Your response should be every line from the entries that includes the string "machine".

--

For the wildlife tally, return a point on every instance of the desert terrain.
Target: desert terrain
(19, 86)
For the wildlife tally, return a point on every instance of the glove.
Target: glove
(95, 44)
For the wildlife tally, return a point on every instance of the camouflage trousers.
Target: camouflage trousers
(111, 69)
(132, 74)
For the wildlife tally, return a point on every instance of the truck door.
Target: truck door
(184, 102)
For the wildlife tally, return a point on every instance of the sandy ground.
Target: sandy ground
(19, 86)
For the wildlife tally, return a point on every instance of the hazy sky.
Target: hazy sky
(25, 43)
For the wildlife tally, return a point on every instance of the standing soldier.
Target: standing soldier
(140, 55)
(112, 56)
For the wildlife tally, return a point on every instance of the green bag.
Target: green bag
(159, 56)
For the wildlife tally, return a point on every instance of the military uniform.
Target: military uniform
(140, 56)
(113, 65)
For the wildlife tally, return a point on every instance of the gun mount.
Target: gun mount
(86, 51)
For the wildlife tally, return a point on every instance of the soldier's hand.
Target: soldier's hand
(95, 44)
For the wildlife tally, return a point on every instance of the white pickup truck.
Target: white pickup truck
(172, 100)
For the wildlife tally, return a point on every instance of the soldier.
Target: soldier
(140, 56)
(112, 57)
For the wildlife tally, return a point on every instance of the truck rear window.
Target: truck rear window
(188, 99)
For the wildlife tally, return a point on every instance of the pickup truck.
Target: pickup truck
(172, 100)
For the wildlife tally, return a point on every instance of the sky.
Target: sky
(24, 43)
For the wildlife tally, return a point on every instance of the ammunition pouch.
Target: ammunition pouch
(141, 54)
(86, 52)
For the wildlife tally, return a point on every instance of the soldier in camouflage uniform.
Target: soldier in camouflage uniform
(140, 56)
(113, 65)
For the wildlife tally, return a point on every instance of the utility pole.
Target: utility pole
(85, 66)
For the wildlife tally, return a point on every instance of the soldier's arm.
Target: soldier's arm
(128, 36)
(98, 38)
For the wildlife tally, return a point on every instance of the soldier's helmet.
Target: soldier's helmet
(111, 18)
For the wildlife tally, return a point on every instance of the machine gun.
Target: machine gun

--

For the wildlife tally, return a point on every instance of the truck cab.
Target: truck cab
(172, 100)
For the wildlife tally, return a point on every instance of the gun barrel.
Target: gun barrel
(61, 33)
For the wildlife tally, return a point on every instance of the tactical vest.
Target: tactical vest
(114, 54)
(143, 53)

--

TASK SOLUTION ▸
For the wildlife tally, return a point on every instance of the machine gun.
Target: machine gun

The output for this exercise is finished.